Output every line of the material exactly, omitting images.

⟨

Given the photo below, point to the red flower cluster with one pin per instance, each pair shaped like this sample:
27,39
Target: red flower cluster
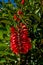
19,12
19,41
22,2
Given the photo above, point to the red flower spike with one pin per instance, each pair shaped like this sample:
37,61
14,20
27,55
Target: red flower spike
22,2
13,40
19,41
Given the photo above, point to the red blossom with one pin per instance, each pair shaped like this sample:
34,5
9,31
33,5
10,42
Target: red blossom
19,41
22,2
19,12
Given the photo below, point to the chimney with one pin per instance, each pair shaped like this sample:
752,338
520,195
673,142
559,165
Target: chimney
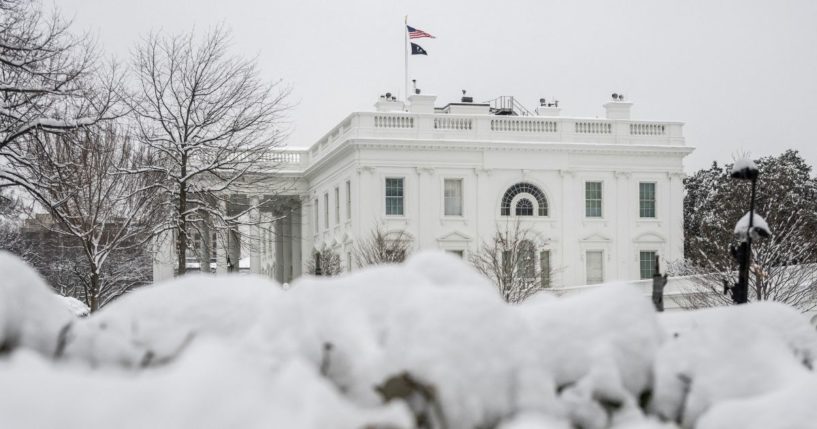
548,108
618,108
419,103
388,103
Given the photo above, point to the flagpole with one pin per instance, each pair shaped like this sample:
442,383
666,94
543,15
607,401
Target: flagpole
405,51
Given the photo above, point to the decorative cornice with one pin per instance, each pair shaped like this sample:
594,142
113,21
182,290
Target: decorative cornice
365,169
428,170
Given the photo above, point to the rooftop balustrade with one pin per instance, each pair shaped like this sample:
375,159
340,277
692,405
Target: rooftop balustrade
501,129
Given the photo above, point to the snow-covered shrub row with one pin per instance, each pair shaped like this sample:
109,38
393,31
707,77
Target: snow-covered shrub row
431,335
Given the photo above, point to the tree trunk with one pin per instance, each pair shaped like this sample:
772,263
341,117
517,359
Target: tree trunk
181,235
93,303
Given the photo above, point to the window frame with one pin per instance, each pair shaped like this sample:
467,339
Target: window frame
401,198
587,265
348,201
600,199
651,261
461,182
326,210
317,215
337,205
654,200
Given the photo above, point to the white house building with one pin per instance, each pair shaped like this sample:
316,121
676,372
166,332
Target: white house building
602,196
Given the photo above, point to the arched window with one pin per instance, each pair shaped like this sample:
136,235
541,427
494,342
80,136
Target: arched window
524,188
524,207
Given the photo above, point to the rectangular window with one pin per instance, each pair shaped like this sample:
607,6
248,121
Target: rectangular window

⟩

SOLVED EXERCISE:
Given the photo below, point to the red flower cluster with one pin per instance, each pair shaped like this sample:
27,39
Target: red flower cluster
19,12
19,41
22,2
Given the photo above, point to the red flower spike with one pin per instance, each pair shaped like this sample:
37,61
14,20
27,55
Target: red flower spike
22,2
13,40
19,41
Given the photo above, point to the red blossom with one pin per instance, each pair shaped like this sample:
34,5
9,31
33,5
10,42
Target: red blossom
19,41
22,2
19,12
Given the photo below, point to the chimney with one pin per instance, each pair shaped like this sample:
752,338
520,195
673,142
559,165
Target: chimney
548,108
618,108
419,103
388,103
Given the photo above, point to the flagpole with one pin per instance, each pair shaped like this sample:
442,383
666,94
543,15
607,401
Target: flagpole
405,51
Given the photo above, point to the decorative cornice with one pin per instance, each pair shaped like this sample:
594,142
113,21
182,290
Target: decorative cornice
365,169
428,170
Given the photo above, point to the rooftop balustrade with one pin per instance, each pair shaped like this sample:
375,159
340,277
692,405
Target: rooftop balustrade
501,129
Given the photo above, point to the snow-covered shrub row with one pin per instance, each pair shaped like this sample:
109,38
393,31
707,77
Target: snow-covered shrub row
431,335
Given the photo above, point to the tree trunk with one pin per instance, each pair shaped like this sample:
772,263
341,117
517,359
Target: tree trunk
181,235
93,303
Given the photo above, point to the window frame with one pin per instance, each pair shaped like this sample:
467,339
Target: window frame
401,198
587,265
348,201
600,199
651,261
461,182
326,210
317,215
337,205
654,200
Given the photo above, point to the white house building with one pin per instance, each pair shaped like this sample:
316,121
676,372
166,332
Target: white house building
602,196
Given the photo above, point to the arched window with one pin per instance, each pair shaped like this sample:
136,235
541,427
494,342
80,136
Target: arched window
524,188
524,207
Given the photo above, point to the rectangular window with one pin per instance, each pair shaped like this sample:
607,6
248,121
Target: rectangular window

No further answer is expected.